- [本文抜粋]
^^^^
1. 女性弁護士の法律コラム

女性弁護士の法律コラム

 
(女性弁護士の法律コラム NO.181)
 
昨夜(9月25日)のNHKクローズアップ現代のテーマは、「おなかいっぱい食べたい~緊急調査・子どもの貧困~」だった。
 
実は、11月に学校給食費の未納・滞納問題についての講演を依頼されている。
ずっーと、どんな話をしようかと思案を重ねているところであるが、この問題を語る場合には、現在の日本社会における貧困問題には必ず触れないといけないと思っていた。
その意味でも、昨夜の番組はとても参考になった。
 
7月に発表された厚生労働省の調査では、相対的貧困状態にある子どもの割合は、6人に1人と過去最悪の値となった。
番組では、貧困問題に取り組むNPOと新潟県立大学とが共同で、支援世帯の調査を実施したところ、「子ども一人当たりの食費が一日329円」で、ほとんど主食のみの家庭が8割以上あったという。
子どもの成長に必要な栄養が取れないほどにまで食費が圧迫されている実態がある。
 
食の貧困は、子どもの身体の健康だけでなく、自己肯定感を喪失させ、友達が作れないあるいは不登校になるなど学校生活や日常生活にも大きな影響を及ぼす。
 
そんな中で、小中学校の給食費を無料化した栃木県大田原市のとりくみや、東京都豊島区のNPO法人の地域の子向け食堂のとりくみは、注目される。
 
国は、今年1月に子どもの貧困対策推進法を策定したが、食に対する具体策はない。
国としては、緊急に、食に対する踏み込んだ政策を提言してほしい。

 
 
(女性弁護士の法律コラム NO.180)
 
8月26日夜、京都弁護士会で「後見制度信託支援」についての研修があったので参加しました。
京都家裁から、講師として裁判官と書記官が来られ、第2会場も設けられるほどの盛況ぶりでした。
(なお、後見制度信託支援の概要については、2014年8月27日付け「法律コラム:その他」を参照してください。)
^^^^
- [課題 1] 下のデータ一覧にある行をすべて、「番号」と「内容」の2列からなるMarkdownの表に入れてほしい。空行は除き、画像は表に含めないこと。

- [データ一覧]
^^^^
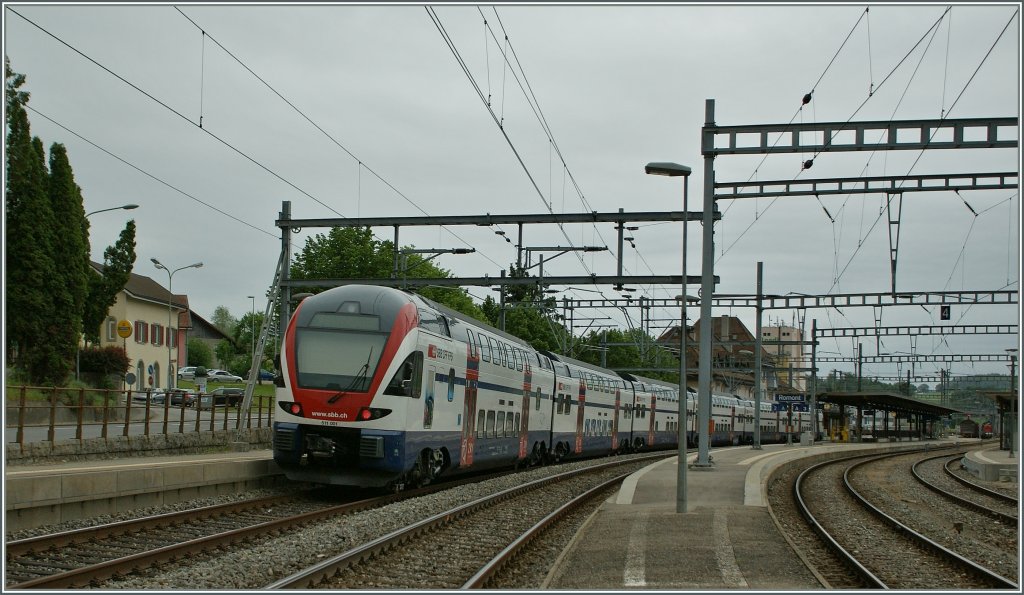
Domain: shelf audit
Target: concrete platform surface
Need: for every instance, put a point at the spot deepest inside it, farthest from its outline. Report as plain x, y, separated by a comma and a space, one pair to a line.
726, 540
991, 464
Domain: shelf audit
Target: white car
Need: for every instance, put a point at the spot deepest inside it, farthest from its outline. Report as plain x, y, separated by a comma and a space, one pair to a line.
221, 376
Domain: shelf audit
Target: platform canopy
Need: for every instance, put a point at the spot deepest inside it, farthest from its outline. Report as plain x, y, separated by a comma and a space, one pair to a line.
886, 401
1005, 399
^^^^
- [課題 2] 上の法律コラムの本文抜粋は途中で終わっている。その最後の文の後から続きを書いてほしい。

- [課題の解答 1]
| 番号 | 内容 |
|---|---|
| 1 | Domain: shelf audit |
| 2 | Target: concrete platform surface |
| 3 | Need: for every instance, put a point at the spot deepest inside it, farthest from its outline. Report as plain x, y, separated by a comma and a space, one pair to a line. |
| 4 | 726, 540 |
| 5 | 991, 464 |
| 6 | Domain: shelf audit |
| 7 | Target: white car |
| 8 | Need: for every instance, put a point at the spot deepest inside it, farthest from its outline. Report as plain x, y, separated by a comma and a space, one pair to a line. |
| 9 | 221, 376 |
| 10 | Domain: shelf audit |
| 11 | Target: platform canopy |
| 12 | Need: for every instance, put a point at the spot deepest inside it, farthest from its outline. Report as plain x, y, separated by a comma and a space, one pair to a line. |
| 13 | 886, 401 |
| 14 | 1005, 399 |

- [課題の解答 2]
2012年2月から始まった制度ですが、開始以前から、弁護士会その他の関連団体などが反対の意見書を提出しており、今回の研修は、単に制度の手続きを弁護士に説明するという内容でしたが、あらためて色々問題を感じてしまいました。
 
実際、今後の高齢化社会を見通すと、後見事件は増加する一方で、確かに、現在の家裁の人員では不正事例を見抜くなどの「監督」は困難であろうと思われます。
でも、本来であれば、事件数増加に見合う人員を配置するなり、法定後見監督人との連携を強化するなどの方策が検討されるべきではなかったでしょうか。
 
この制度の最大の問題点は、その「解決」の方策を、民間の大企業である信託銀行に委ねてしまっていることです。
信託銀行にとっては、顧客を確保する手間や努力の必要なく、契約が取れるということになるのです。
しかも、信託契約する際には、原則として、市中銀行の預金などは解約した上で、信託銀行に入れることになるというのだから、信託銀行に移る財産は相当な規模になることが予想されます。
 
また、選任された専門職後見人は、選任後数ヶ月間で、本人の日常生活に必要な支出の見通しと適切な生活支援のプランを計画し、信託財産に入れない必要金額を算出しなければなりませんが、はたして、就任されたばかりの専門職後見人にわずか数ヶ月で本人にとって適切な判断ができるでしょうか。
 
制度はまだ始まったばかりですが、制度の運用を注意深く見守っていかなければならないと思いました。
 
 
 
 

母と子の面会交流

 
(女性弁護士の法律コラム NO.179)
 
Nさんは、事情があって、3人の子どもを置いて、夫と別居した。
子どもは3人共まだ幼く、とりわけ一番下の子どもはまだ1歳だった。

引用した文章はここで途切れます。